Direction » Rewrite the following lines so that every "Please indicate" becomes "Please mark", with everything else left unchanged.
════════
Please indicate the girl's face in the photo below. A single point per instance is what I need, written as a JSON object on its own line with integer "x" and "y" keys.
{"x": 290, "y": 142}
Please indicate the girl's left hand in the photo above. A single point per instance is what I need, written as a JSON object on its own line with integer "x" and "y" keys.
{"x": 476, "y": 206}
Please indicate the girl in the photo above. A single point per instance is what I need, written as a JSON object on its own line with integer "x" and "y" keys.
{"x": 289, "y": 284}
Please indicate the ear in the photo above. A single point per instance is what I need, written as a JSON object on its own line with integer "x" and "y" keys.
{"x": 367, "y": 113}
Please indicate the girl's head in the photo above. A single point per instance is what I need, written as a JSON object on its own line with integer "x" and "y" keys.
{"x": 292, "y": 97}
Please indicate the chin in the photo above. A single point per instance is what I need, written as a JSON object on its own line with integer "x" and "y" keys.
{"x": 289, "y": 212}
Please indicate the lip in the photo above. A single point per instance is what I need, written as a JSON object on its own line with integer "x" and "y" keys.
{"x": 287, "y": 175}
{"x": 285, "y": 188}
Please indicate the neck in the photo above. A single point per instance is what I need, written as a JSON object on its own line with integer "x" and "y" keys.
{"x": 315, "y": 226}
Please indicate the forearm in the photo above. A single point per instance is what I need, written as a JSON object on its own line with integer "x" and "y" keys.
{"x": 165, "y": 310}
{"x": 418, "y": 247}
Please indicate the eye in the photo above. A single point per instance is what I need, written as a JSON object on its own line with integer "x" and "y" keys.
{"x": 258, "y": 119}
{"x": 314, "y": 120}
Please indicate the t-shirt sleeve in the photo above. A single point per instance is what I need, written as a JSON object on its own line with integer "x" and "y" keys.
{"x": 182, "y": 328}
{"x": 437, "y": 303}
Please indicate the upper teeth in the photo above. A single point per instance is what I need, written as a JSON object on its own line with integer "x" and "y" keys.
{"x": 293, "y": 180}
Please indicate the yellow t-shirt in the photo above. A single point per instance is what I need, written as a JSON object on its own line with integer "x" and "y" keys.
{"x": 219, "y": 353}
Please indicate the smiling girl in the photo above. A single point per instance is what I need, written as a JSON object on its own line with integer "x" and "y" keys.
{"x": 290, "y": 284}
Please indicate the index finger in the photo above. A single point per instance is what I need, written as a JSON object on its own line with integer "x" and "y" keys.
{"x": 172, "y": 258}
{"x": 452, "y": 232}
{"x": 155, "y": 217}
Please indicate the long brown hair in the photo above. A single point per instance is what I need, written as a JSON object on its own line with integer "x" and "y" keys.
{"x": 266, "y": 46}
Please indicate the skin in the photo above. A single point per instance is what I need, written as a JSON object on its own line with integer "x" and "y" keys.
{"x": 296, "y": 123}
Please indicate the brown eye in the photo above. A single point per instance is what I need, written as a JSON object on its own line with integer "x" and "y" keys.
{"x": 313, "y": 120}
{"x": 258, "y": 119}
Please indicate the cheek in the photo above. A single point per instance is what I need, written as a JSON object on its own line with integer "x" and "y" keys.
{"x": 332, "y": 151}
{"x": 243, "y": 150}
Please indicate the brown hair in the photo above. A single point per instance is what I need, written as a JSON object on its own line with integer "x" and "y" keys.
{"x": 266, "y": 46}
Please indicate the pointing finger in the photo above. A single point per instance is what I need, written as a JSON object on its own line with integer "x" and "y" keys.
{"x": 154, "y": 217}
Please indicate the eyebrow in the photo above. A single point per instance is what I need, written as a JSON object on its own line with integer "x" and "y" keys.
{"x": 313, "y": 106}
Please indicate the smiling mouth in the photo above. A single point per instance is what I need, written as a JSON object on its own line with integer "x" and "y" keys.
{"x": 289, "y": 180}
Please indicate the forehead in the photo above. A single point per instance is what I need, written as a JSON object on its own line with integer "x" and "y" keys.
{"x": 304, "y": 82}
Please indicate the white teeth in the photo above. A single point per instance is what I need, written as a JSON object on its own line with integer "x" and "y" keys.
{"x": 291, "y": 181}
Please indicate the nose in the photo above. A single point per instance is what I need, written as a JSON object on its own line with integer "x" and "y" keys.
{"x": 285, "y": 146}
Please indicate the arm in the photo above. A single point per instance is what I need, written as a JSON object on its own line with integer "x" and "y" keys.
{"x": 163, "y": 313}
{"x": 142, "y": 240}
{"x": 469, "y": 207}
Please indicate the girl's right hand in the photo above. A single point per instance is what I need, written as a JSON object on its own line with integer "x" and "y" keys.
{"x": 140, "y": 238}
════════
Answer in full »
Please mark the girl's face in the photo below. A single point per instance is what I need, written as a JSON object on its own line with integer "x" and "y" keys.
{"x": 290, "y": 142}
Please mark the girl's left hand in the photo above. A single point per instance is what I need, written as a JSON object on its own line with integer "x" and "y" keys.
{"x": 476, "y": 206}
Please mark the girl in the photo above. A single point per instance is what I need, written as a JSON object on its own line with integer "x" and "y" keys.
{"x": 289, "y": 284}
Please mark the ear in the photo above. A single point per instance is what I need, written as a JSON object on its own line with integer "x" and "y" keys.
{"x": 367, "y": 113}
Please mark the girl's head in the photo above. A single point per instance is what I need, written as a JSON object on its own line with integer "x" and "y" keys.
{"x": 292, "y": 97}
Please mark the chin in the photo above. A single point per instance is what I need, written as a JSON object on its own line with integer "x" and "y" keys.
{"x": 289, "y": 212}
Please mark the lip in the photo above. A single point per instance is what I need, written as a JSON object on its own line with integer "x" and "y" keys.
{"x": 287, "y": 175}
{"x": 285, "y": 188}
Please mark the neck in the photo above. A single point per instance is what I need, written as a JSON object on its own line with integer "x" and "y" keys.
{"x": 315, "y": 226}
Please mark the forearm in the photo above. A single point per instance is what I need, written as a JSON object on its own line with integer "x" and "y" keys.
{"x": 165, "y": 310}
{"x": 418, "y": 247}
Please mark the eye in the photo above. A single point per instance is what I need, written as a JSON object on its own line with integer "x" and "y" keys.
{"x": 258, "y": 119}
{"x": 314, "y": 120}
Please mark the t-shirt sleeve in the photo above. A single point per instance is what I need, written as a JSON object on its own line with integer "x" and "y" keys.
{"x": 182, "y": 328}
{"x": 437, "y": 303}
Please mark the upper teeth in the photo above. A single point per instance is what I need, written as a JSON object on its own line with integer "x" and "y" keys.
{"x": 293, "y": 180}
Please mark the yellow t-shirt in the photo above. A single point per instance is what I need, written as a JSON object on its own line with integer "x" and "y" keys.
{"x": 219, "y": 353}
Please mark the smiling girl in the photo above. A single point per instance is what I need, written as a JSON object on its own line with integer "x" and "y" keys.
{"x": 290, "y": 284}
Please mark the index finger in the photo above. A single point per instance is what I need, written as a JSON object on its own line with integer "x" and "y" keys.
{"x": 172, "y": 258}
{"x": 452, "y": 232}
{"x": 155, "y": 217}
Please mark the long brown hair in the photo above. A single point per instance is what I need, written as a JSON object on its own line with integer "x" and "y" keys.
{"x": 266, "y": 46}
Please mark the skin in the photo above. A single point per instance is what I need, written as a JSON object on its own line with integer "x" and "y" keys.
{"x": 296, "y": 123}
Please mark the brown eye in the photo above. A single point per instance is what I need, written as a JSON object on its own line with integer "x" and "y" keys.
{"x": 313, "y": 120}
{"x": 258, "y": 119}
Please mark the cheek in the photo above. A single point per instance is what I need, written as a JSON object on its own line with integer "x" and "y" keys.
{"x": 332, "y": 151}
{"x": 243, "y": 150}
Please mark the brown hair in the photo above. A single point per instance is what I need, written as a JSON object on its own line with integer "x" and "y" keys.
{"x": 266, "y": 46}
Please mark the pointing finger in the photo above. A single point per instance is what I need, written as a JSON object on its own line with integer "x" and "y" keys.
{"x": 154, "y": 217}
Please mark the eyebrow in the photo above. A single point per instance is what I need, written as a JSON object on its own line with integer "x" and "y" keys.
{"x": 313, "y": 106}
Please mark the smiling mouth in the photo above. A single point per instance is what I need, written as a JSON object on its own line with integer "x" and "y" keys.
{"x": 289, "y": 180}
Please mark the forehead in the photo above. A single point per instance is what I need, written as a JSON object on its own line with integer "x" and "y" keys.
{"x": 304, "y": 82}
Please mark the white teeth in the photo above. A single point per instance is what I need, written as a JSON object on its own line with integer "x" and "y" keys.
{"x": 291, "y": 181}
Please mark the nose in the photo above. A single point per instance is what I need, written as a JSON object on its own line with integer "x" and "y" keys.
{"x": 285, "y": 146}
Please mark the arm in the photo above. A single point per instance is what I need, written as a JSON object on its own line with integer "x" and "y" keys.
{"x": 163, "y": 313}
{"x": 142, "y": 240}
{"x": 469, "y": 207}
Please mark the girl's right hand in the photo above. A single point per instance is what I need, written as a JSON object on its own line with integer "x" and "y" keys.
{"x": 140, "y": 238}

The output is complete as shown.